Start Raw records

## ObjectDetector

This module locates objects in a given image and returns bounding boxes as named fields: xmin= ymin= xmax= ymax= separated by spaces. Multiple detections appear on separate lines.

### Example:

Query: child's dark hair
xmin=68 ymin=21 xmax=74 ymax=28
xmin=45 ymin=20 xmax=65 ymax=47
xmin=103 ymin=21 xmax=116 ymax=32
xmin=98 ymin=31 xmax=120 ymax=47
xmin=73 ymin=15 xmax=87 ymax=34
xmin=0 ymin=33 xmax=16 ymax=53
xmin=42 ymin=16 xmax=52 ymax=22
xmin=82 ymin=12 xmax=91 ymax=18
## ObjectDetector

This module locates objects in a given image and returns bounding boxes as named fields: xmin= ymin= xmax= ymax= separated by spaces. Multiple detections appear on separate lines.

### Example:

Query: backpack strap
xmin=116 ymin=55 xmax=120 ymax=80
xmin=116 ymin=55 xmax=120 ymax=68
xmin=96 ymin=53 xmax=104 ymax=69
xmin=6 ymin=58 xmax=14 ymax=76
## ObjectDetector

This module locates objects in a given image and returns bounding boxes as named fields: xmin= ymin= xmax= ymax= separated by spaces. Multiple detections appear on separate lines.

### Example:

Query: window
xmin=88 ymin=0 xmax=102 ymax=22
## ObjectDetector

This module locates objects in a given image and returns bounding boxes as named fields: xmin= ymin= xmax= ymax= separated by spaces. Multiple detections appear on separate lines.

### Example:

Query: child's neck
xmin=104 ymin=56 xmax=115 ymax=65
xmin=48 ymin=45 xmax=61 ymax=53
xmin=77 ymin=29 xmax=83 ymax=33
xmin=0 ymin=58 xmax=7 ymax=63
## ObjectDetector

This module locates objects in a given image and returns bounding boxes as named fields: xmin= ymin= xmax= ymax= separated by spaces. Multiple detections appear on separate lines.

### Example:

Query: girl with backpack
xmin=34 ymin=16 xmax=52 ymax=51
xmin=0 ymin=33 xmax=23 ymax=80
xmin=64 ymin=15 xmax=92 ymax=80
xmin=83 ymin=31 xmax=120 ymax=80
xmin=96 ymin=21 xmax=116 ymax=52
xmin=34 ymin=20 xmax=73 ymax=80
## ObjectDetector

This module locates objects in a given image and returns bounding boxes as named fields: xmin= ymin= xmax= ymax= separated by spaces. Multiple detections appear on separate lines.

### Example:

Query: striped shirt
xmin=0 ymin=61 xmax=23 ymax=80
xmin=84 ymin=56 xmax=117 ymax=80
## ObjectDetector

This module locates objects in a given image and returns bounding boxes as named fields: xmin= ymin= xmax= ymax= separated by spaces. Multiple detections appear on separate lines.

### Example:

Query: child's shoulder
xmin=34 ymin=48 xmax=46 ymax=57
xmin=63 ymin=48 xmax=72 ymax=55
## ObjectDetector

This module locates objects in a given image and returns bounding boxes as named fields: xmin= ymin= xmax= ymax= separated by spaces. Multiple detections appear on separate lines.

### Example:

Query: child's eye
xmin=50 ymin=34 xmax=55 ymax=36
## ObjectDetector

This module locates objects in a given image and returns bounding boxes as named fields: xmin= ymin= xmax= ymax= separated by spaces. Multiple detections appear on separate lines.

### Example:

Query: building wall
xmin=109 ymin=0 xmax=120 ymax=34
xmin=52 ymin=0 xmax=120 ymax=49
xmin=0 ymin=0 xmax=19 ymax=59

End Raw records

- _Stated exercise_
Copy every one of the records above word for word.

- _Answer to this exercise_
## ObjectDetector

This module locates objects in a given image and returns bounding boxes as named fields: xmin= ymin= xmax= ymax= separated by spaces. Multiple detections appear on separate lines.

### Example:

Query: child's dark hair
xmin=68 ymin=21 xmax=74 ymax=28
xmin=45 ymin=20 xmax=65 ymax=47
xmin=103 ymin=21 xmax=116 ymax=32
xmin=98 ymin=31 xmax=120 ymax=47
xmin=73 ymin=15 xmax=87 ymax=34
xmin=0 ymin=33 xmax=16 ymax=53
xmin=42 ymin=16 xmax=52 ymax=22
xmin=82 ymin=12 xmax=91 ymax=18
## ObjectDetector

This module locates objects in a given image and returns bounding boxes as named fields: xmin= ymin= xmax= ymax= separated by spaces. Multiple detections appear on separate lines.

### Example:

Query: backpack strap
xmin=116 ymin=55 xmax=120 ymax=80
xmin=116 ymin=55 xmax=120 ymax=68
xmin=96 ymin=53 xmax=104 ymax=69
xmin=6 ymin=58 xmax=14 ymax=76
## ObjectDetector

This module locates objects in a given image and returns bounding boxes as named fields: xmin= ymin= xmax= ymax= separated by spaces. Multiple detections appear on separate lines.

### Example:

Query: window
xmin=88 ymin=0 xmax=102 ymax=22
## ObjectDetector

This module locates objects in a given image and returns bounding boxes as named fields: xmin= ymin= xmax= ymax= separated by spaces. Multiple detections appear on separate lines.

### Example:

Query: child's neck
xmin=104 ymin=56 xmax=115 ymax=65
xmin=48 ymin=45 xmax=61 ymax=53
xmin=77 ymin=29 xmax=83 ymax=33
xmin=0 ymin=58 xmax=7 ymax=63
## ObjectDetector

This module locates objects in a given image and returns bounding boxes as named fields: xmin= ymin= xmax= ymax= separated by spaces. Multiple detections appear on separate lines.

### Example:

Query: girl with backpack
xmin=34 ymin=16 xmax=52 ymax=51
xmin=0 ymin=33 xmax=23 ymax=80
xmin=64 ymin=15 xmax=92 ymax=80
xmin=83 ymin=31 xmax=120 ymax=80
xmin=96 ymin=21 xmax=116 ymax=52
xmin=34 ymin=20 xmax=73 ymax=80
## ObjectDetector

This module locates objects in a given image and returns bounding boxes as named fields: xmin= ymin= xmax= ymax= separated by spaces. Multiple detections appear on separate lines.

### Example:

Query: striped shirt
xmin=0 ymin=61 xmax=23 ymax=80
xmin=84 ymin=56 xmax=117 ymax=80
## ObjectDetector

This module locates objects in a given image and returns bounding boxes as named fields: xmin= ymin= xmax= ymax= separated by spaces. Multiple detections appear on separate lines.

### Example:

Query: child's shoulder
xmin=34 ymin=48 xmax=46 ymax=57
xmin=63 ymin=48 xmax=72 ymax=55
## ObjectDetector

This module locates objects in a given image and returns bounding boxes as named fields: xmin= ymin= xmax= ymax= separated by spaces. Multiple detections appear on separate lines.

### Example:

Query: child's eye
xmin=50 ymin=34 xmax=55 ymax=36
## ObjectDetector

This module locates objects in a given image and returns bounding boxes as named fields: xmin= ymin= xmax= ymax= separated by spaces. Multiple detections appear on separate lines.

### Example:

Query: building wall
xmin=109 ymin=0 xmax=120 ymax=34
xmin=52 ymin=0 xmax=120 ymax=49
xmin=0 ymin=0 xmax=19 ymax=59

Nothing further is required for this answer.